[Collected data entries]
============

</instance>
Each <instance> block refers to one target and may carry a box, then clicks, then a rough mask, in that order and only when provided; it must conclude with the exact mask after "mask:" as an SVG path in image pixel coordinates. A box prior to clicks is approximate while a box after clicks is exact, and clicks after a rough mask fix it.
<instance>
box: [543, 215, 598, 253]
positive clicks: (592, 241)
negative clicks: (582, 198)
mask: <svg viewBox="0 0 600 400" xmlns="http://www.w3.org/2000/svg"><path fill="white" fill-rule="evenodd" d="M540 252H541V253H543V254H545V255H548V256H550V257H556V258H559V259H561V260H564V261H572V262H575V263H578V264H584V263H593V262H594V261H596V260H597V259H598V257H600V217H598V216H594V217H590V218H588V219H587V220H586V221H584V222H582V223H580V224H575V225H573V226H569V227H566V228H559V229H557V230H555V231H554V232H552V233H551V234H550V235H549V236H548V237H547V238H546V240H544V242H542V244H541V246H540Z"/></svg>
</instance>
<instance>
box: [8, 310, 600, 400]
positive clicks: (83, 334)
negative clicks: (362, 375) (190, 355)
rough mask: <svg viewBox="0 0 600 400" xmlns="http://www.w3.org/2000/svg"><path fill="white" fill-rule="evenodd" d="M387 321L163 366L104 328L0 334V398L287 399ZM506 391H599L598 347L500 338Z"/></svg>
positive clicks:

============

→ **What to do**:
In the entries above, locate every line with the word "positive" and copy it.

→ **Answer space**:
positive clicks: (592, 241)
positive clicks: (83, 334)
positive clicks:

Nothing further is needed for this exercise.